Count the lines in the rows below that contain the word "water", treating case as significant, and give only that number.

*Location identification rows*.
** BEGIN **

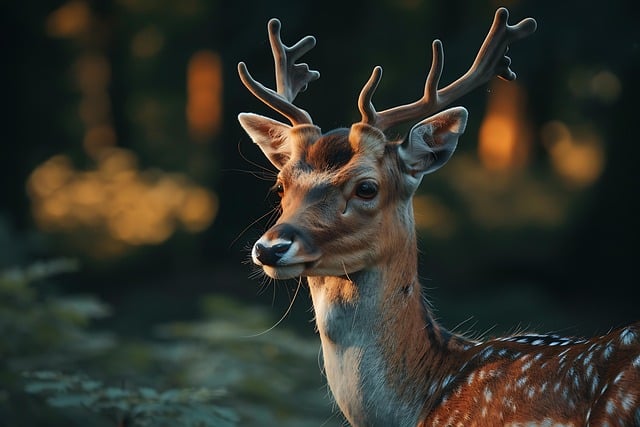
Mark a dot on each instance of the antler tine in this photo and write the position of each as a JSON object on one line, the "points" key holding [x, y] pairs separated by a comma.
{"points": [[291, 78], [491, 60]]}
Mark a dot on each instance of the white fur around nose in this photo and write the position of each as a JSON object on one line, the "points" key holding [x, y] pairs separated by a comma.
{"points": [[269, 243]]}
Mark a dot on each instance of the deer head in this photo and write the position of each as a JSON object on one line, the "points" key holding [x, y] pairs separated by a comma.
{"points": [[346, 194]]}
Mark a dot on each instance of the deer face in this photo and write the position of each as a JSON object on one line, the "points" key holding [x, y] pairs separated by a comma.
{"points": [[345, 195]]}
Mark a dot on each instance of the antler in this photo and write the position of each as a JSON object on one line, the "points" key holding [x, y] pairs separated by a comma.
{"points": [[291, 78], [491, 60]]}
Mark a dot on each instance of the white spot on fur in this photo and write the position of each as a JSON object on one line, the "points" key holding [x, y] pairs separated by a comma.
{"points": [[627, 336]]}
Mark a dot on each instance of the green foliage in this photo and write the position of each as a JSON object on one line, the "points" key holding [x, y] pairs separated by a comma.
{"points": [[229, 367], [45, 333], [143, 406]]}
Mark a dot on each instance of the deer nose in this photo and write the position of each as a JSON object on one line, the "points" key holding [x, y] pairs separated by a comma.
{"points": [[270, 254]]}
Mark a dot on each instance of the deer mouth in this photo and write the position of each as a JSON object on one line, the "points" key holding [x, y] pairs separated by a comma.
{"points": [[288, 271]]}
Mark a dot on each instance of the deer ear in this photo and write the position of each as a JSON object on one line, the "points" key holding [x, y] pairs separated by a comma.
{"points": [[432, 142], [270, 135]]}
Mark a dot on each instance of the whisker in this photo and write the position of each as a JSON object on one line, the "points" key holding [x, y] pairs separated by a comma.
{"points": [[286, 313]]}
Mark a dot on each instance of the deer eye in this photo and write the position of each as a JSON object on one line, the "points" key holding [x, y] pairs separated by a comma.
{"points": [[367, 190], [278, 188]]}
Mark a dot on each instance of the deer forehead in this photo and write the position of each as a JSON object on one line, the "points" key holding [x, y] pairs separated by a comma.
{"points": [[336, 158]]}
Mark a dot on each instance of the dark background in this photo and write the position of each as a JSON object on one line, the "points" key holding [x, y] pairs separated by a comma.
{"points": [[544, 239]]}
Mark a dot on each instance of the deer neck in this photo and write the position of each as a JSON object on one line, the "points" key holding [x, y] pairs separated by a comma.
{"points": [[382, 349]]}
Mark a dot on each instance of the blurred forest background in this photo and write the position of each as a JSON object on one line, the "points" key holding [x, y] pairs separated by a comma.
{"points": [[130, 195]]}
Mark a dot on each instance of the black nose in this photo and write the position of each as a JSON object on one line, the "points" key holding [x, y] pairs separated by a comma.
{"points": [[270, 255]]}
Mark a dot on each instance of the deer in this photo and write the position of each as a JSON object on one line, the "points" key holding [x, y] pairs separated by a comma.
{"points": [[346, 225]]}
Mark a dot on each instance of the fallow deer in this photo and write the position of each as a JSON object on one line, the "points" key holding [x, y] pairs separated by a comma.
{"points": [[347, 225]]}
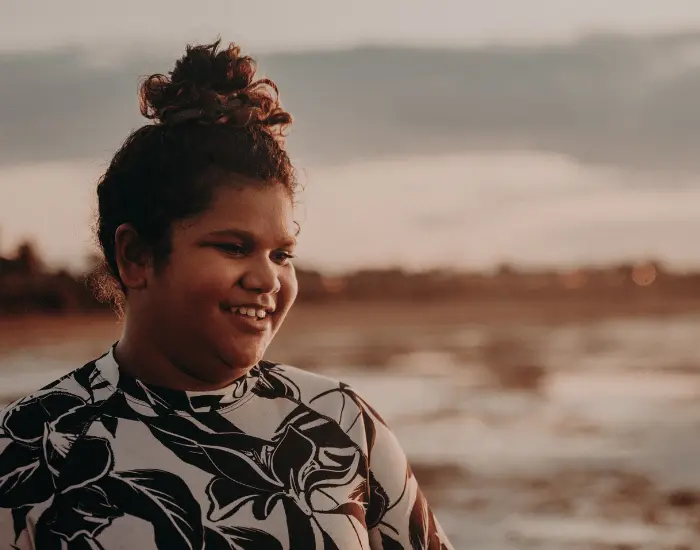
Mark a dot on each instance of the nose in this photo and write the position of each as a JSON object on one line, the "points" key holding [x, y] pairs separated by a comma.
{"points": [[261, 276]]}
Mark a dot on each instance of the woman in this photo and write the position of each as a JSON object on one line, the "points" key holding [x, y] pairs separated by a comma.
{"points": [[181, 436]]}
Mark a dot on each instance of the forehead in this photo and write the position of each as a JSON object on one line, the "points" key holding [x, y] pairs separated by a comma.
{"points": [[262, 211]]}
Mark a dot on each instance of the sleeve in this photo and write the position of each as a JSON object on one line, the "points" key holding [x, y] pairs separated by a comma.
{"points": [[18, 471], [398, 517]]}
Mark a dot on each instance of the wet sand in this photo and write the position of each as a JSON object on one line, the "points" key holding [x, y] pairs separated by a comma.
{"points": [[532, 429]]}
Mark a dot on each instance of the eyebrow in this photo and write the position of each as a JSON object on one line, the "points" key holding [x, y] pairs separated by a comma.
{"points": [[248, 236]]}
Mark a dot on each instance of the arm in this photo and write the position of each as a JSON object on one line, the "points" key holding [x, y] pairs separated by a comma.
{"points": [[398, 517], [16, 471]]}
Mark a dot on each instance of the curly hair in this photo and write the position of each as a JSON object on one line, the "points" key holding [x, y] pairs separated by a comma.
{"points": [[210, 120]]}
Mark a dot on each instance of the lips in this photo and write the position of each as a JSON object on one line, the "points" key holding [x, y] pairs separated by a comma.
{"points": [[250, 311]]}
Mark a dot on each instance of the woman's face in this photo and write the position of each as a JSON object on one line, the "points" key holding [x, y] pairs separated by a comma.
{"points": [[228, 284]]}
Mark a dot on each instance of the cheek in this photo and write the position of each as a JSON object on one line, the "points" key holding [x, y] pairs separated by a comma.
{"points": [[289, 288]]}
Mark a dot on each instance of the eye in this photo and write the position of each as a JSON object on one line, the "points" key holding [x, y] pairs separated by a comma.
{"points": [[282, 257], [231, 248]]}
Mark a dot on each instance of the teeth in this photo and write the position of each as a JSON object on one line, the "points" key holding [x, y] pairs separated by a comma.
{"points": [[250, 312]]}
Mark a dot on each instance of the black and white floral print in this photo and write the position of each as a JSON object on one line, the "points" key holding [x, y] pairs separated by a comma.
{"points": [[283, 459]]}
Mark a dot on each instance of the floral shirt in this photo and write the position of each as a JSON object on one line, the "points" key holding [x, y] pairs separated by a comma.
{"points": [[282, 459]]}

** END **
** BEGIN **

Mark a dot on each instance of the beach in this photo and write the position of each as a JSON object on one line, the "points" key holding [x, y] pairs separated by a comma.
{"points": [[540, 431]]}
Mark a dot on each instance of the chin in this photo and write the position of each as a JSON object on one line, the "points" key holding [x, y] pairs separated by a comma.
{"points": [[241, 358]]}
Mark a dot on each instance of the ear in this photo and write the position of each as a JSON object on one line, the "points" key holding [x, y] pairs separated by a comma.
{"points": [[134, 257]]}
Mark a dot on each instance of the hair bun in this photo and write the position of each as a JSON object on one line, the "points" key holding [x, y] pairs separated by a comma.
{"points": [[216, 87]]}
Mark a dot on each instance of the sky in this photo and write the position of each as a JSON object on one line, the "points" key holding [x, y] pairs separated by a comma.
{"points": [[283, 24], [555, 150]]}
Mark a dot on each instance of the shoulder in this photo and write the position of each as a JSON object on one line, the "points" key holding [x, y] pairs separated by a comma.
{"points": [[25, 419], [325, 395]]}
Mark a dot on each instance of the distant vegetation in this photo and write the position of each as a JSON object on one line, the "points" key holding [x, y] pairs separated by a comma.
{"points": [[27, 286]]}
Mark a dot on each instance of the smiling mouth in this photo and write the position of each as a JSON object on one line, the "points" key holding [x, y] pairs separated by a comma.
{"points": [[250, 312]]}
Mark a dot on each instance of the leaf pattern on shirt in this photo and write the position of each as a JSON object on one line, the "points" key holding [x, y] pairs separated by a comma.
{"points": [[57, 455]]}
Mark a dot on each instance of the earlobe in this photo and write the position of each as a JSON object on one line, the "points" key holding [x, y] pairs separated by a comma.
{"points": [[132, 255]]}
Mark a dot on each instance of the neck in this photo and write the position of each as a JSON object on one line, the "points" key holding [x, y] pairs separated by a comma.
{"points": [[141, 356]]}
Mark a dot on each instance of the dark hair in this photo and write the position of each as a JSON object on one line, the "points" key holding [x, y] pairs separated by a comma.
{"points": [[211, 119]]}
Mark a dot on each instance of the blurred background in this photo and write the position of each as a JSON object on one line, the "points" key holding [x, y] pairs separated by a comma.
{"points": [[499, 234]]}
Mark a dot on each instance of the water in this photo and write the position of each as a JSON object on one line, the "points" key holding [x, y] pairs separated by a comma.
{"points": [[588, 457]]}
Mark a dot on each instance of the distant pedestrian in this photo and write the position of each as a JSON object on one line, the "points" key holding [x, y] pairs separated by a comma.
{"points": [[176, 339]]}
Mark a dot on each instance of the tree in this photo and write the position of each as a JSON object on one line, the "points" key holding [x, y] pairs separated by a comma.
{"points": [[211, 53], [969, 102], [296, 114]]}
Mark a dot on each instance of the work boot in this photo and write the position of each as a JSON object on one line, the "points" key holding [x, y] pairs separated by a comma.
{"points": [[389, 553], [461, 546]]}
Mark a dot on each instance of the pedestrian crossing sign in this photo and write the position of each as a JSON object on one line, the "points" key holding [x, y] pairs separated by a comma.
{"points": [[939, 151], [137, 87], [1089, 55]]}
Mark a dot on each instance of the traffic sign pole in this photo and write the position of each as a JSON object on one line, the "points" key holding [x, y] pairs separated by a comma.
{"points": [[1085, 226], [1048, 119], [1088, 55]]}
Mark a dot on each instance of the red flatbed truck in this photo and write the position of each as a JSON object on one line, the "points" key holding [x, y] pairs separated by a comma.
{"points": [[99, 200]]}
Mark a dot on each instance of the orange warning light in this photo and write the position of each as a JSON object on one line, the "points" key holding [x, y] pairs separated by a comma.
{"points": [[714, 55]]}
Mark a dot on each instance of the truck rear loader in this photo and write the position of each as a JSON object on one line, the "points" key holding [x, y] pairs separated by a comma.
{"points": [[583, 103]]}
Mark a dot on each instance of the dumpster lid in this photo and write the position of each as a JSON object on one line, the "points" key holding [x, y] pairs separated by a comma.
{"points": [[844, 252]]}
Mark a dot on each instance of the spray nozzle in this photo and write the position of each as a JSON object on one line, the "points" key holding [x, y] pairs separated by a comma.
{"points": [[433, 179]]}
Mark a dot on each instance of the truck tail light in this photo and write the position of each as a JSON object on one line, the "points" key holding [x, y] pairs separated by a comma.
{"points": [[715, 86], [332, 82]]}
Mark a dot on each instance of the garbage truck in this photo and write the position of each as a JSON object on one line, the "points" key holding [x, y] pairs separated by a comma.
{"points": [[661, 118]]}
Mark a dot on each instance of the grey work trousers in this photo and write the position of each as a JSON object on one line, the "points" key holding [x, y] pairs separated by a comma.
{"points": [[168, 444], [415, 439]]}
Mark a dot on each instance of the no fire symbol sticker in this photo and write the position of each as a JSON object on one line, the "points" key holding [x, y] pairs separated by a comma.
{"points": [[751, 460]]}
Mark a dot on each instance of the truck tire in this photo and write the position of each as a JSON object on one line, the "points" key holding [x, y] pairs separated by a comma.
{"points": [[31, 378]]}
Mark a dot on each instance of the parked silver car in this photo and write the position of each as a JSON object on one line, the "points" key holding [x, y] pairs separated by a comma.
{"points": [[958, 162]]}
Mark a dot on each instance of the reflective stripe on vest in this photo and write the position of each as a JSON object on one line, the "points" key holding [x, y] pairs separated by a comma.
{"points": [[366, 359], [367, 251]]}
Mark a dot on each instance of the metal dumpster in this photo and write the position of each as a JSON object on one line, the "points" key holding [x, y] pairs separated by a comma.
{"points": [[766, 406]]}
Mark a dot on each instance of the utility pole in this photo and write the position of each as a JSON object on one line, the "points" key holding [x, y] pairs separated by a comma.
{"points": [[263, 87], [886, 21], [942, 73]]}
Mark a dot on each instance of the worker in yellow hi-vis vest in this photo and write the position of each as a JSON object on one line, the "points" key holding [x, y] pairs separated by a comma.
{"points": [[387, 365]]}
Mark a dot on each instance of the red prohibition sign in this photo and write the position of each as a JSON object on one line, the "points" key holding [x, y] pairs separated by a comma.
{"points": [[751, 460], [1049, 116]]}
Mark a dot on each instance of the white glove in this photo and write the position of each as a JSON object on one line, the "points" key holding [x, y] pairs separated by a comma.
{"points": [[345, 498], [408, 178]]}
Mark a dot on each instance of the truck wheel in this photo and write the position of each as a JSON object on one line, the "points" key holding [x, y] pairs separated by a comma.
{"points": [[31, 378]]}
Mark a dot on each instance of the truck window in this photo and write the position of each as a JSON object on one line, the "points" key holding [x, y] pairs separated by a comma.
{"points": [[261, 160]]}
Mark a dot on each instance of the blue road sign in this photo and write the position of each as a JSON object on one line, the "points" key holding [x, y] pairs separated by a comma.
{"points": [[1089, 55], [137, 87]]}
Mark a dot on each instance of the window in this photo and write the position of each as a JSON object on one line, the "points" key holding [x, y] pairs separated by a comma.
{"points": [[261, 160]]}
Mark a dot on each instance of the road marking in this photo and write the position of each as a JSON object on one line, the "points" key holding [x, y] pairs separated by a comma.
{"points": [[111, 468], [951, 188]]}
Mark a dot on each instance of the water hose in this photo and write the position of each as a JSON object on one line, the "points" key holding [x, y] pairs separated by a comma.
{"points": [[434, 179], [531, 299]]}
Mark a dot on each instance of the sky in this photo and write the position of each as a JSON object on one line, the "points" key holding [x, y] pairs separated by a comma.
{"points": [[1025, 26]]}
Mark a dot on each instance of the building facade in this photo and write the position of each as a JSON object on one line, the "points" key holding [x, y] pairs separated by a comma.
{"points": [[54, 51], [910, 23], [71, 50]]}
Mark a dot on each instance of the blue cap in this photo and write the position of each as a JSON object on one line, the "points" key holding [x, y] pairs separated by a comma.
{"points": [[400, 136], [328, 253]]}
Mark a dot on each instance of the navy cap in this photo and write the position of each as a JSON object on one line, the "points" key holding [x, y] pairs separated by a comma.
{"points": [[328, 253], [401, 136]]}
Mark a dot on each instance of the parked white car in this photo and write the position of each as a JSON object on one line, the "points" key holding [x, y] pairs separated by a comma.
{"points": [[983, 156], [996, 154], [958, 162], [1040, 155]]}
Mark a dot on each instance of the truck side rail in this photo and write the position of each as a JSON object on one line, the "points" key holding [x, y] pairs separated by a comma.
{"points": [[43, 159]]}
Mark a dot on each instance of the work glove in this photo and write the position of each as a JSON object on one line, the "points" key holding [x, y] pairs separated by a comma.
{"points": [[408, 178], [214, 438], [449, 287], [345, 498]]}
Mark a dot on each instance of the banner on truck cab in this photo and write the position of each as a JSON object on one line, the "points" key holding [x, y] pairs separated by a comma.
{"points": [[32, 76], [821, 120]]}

** END **

*Expected answer*.
2